• **The request**
Output every line of the records below, from the line containing "Target: metal chair leg" down to the line containing "column 126, row 107", both included, as a Markdown table with the columns No. and Line. Skip blank lines.

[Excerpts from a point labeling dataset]
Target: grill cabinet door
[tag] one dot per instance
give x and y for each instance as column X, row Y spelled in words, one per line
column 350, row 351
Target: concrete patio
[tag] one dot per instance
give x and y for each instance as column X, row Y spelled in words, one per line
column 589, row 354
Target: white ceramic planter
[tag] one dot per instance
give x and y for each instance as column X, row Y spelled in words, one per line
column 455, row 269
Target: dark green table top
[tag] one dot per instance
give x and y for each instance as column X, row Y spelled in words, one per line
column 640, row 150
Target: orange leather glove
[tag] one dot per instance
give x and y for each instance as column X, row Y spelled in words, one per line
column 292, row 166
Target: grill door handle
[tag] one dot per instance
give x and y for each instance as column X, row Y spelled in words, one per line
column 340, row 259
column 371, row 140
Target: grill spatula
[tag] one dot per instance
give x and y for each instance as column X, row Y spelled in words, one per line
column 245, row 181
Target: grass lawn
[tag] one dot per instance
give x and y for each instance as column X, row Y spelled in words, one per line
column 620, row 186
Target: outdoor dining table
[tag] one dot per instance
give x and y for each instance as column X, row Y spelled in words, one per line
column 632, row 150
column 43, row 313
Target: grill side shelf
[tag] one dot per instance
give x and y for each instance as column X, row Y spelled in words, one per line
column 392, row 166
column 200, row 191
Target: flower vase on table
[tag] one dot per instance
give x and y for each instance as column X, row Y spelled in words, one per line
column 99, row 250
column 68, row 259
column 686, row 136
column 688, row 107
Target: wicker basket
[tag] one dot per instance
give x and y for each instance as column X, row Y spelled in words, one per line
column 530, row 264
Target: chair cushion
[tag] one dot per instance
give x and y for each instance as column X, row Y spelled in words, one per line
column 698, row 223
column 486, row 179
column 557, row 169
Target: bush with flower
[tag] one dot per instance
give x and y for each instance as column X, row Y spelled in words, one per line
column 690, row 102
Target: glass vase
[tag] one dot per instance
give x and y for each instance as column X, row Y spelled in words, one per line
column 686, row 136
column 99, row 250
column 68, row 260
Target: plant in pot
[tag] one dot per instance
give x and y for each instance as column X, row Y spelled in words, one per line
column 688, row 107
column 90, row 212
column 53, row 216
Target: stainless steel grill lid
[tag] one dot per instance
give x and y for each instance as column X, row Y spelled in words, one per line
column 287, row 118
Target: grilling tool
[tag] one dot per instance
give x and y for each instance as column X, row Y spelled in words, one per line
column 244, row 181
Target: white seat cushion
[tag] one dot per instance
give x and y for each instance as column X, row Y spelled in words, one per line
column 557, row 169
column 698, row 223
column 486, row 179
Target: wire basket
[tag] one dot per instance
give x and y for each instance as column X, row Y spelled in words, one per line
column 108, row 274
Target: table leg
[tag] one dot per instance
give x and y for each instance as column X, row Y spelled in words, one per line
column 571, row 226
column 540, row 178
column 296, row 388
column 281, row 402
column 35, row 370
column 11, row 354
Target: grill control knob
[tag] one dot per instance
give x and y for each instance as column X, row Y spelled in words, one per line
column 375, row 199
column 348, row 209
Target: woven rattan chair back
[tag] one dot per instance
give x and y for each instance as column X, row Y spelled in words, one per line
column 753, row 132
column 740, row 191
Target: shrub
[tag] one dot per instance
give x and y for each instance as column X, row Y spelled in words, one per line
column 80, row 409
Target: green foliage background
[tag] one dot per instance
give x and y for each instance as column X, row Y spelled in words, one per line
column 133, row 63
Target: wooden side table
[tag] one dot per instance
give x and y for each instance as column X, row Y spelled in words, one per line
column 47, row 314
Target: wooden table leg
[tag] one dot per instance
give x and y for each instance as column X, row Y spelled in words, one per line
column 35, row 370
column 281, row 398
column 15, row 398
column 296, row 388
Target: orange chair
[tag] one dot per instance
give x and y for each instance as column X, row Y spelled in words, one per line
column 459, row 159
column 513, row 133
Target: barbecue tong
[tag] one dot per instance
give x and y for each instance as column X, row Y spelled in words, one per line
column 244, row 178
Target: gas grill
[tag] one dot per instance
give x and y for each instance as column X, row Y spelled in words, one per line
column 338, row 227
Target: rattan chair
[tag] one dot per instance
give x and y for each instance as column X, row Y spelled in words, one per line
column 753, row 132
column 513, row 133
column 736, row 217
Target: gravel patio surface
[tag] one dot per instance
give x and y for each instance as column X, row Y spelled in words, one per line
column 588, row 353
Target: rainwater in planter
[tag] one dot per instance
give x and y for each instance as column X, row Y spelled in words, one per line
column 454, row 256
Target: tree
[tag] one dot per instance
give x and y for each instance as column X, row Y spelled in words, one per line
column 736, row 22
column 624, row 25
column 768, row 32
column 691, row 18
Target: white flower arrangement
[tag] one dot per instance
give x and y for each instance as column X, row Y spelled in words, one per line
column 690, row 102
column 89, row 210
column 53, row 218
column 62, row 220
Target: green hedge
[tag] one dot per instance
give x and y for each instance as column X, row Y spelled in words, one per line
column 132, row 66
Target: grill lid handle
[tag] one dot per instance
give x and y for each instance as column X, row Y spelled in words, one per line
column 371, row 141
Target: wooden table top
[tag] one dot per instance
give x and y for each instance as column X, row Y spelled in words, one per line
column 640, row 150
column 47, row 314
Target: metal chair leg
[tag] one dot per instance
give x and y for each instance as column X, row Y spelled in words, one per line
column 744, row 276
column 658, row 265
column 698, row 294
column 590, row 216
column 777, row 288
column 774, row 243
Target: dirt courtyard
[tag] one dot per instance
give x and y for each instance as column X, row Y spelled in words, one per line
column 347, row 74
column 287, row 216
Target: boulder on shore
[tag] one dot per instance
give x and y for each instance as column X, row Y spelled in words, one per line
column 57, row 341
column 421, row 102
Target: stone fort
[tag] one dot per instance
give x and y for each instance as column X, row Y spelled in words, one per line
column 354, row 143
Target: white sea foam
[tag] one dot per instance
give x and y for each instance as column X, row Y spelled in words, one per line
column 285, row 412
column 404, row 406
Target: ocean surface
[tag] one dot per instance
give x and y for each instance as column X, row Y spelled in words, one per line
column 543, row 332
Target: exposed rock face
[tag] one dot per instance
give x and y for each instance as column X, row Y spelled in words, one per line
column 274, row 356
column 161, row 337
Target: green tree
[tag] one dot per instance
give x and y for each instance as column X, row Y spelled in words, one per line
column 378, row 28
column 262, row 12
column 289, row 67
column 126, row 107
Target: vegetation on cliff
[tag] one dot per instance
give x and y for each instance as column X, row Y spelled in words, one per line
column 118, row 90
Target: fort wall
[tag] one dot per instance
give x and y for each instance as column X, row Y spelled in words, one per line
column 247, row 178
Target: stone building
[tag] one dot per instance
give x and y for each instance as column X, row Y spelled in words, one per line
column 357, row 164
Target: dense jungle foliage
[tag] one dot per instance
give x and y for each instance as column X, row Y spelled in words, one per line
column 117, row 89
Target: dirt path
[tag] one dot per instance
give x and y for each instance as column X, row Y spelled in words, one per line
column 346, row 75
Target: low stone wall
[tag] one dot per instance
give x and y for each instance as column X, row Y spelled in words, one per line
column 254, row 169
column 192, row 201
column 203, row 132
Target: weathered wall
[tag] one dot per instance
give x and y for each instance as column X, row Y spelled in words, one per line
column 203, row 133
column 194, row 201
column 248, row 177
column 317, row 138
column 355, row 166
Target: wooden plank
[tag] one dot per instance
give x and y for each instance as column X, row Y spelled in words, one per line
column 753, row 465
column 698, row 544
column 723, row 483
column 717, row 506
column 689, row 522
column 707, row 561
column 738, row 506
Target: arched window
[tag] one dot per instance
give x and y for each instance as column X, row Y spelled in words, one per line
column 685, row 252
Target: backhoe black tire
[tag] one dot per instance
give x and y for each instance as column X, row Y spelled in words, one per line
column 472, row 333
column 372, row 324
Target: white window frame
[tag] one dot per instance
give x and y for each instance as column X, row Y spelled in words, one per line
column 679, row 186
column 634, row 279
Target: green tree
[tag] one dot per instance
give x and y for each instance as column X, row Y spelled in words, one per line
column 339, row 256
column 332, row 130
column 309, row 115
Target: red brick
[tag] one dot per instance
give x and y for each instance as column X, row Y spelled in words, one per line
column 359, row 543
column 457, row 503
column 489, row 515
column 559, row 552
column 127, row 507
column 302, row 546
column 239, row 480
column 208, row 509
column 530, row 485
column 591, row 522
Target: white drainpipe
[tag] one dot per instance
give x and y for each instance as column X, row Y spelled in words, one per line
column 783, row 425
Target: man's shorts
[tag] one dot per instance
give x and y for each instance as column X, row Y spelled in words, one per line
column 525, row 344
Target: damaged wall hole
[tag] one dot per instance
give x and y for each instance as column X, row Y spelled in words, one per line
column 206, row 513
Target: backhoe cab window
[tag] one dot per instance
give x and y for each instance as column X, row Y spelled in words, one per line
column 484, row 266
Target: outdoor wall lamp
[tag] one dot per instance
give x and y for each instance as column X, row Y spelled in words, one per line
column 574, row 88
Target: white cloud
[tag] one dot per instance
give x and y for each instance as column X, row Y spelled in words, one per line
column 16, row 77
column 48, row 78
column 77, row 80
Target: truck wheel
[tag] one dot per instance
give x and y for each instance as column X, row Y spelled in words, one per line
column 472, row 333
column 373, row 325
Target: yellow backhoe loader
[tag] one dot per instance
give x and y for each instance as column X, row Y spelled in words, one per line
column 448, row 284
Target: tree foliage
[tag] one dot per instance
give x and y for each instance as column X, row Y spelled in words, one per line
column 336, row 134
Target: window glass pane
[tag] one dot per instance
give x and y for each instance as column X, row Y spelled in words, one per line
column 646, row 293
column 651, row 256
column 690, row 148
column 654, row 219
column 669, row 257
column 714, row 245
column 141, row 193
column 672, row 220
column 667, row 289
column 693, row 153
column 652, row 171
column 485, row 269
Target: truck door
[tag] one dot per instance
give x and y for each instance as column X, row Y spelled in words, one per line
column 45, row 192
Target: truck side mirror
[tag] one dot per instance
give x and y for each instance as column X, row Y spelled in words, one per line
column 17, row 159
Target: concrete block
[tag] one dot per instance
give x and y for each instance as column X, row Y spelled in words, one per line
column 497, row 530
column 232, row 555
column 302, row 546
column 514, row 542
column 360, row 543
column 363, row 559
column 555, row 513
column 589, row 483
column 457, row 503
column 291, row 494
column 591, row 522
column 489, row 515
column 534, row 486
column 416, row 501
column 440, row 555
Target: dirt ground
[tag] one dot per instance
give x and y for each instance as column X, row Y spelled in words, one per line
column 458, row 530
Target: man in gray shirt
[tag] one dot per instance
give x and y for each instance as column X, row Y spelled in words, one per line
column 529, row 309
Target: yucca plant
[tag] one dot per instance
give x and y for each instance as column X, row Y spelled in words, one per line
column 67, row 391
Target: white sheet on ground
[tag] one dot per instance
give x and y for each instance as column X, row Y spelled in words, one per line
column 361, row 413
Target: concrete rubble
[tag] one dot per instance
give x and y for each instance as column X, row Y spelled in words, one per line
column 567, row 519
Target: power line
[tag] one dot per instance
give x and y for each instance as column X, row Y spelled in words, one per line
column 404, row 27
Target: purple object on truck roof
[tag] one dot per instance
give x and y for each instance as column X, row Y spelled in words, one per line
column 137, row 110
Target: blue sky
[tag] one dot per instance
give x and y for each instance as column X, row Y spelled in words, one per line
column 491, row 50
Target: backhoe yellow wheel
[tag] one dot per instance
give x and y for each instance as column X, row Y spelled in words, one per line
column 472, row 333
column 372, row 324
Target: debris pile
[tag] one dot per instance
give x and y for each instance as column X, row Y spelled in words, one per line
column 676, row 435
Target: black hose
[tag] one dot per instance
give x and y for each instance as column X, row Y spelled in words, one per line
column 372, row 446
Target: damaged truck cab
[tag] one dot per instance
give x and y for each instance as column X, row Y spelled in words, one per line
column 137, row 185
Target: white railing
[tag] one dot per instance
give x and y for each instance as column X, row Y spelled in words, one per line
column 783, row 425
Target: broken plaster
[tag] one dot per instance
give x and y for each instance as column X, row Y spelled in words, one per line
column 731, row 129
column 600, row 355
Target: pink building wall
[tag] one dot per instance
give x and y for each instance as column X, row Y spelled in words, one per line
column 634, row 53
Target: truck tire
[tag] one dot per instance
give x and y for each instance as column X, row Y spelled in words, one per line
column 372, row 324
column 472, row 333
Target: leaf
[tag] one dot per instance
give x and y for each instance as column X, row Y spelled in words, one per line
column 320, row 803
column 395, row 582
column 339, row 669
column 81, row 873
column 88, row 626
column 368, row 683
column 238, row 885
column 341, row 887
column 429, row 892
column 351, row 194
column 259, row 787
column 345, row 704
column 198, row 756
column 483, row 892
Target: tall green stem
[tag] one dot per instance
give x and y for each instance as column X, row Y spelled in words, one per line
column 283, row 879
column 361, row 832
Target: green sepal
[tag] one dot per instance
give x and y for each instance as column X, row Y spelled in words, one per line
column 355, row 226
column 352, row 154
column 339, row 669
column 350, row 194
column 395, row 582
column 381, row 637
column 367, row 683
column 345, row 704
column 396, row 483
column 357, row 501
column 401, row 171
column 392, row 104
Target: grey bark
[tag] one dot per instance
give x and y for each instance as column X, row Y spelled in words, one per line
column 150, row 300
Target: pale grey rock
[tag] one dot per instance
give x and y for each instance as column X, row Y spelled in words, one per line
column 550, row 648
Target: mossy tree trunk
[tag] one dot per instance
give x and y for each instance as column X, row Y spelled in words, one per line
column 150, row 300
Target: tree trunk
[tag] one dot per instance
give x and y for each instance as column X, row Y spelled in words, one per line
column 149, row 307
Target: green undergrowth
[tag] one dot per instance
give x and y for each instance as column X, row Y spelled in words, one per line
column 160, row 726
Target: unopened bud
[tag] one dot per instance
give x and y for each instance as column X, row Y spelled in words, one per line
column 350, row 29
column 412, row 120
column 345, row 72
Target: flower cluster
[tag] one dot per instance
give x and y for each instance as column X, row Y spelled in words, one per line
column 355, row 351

• **Exercise response**
| No. | Line |
|---|---|
| 1 | Target: metal chair leg |
| 2 | [tag] one dot per instance |
| 3 | give x and y for each instance as column X, row Y spelled in words, one per line |
| 4 | column 744, row 276 |
| 5 | column 658, row 265 |
| 6 | column 698, row 294 |
| 7 | column 590, row 216 |
| 8 | column 777, row 288 |
| 9 | column 774, row 243 |
| 10 | Target: dirt courtyard |
| 11 | [tag] one dot per instance |
| 12 | give x and y for each instance as column X, row Y spelled in words, one per line |
| 13 | column 347, row 74 |
| 14 | column 287, row 216 |
| 15 | Target: boulder on shore |
| 16 | [tag] one dot per instance |
| 17 | give x and y for each instance as column X, row Y spelled in words, one per line |
| 18 | column 57, row 341 |
| 19 | column 421, row 102 |
| 20 | Target: stone fort |
| 21 | [tag] one dot per instance |
| 22 | give x and y for each instance as column X, row Y spelled in words, one per line |
| 23 | column 354, row 143 |
| 24 | Target: white sea foam |
| 25 | [tag] one dot per instance |
| 26 | give x and y for each instance as column X, row Y spelled in words, one per line |
| 27 | column 285, row 412 |
| 28 | column 404, row 406 |
| 29 | Target: ocean surface |
| 30 | [tag] one dot per instance |
| 31 | give x and y for each instance as column X, row Y spelled in words, one per line |
| 32 | column 543, row 332 |
| 33 | Target: exposed rock face |
| 34 | [tag] one dot per instance |
| 35 | give x and y for each instance as column X, row Y spelled in words, one per line |
| 36 | column 274, row 356 |
| 37 | column 161, row 337 |
| 38 | Target: green tree |
| 39 | [tag] one dot per instance |
| 40 | give x and y for each instance as column X, row Y spelled in words, one per line |
| 41 | column 378, row 28 |
| 42 | column 262, row 12 |
| 43 | column 289, row 67 |
| 44 | column 126, row 107 |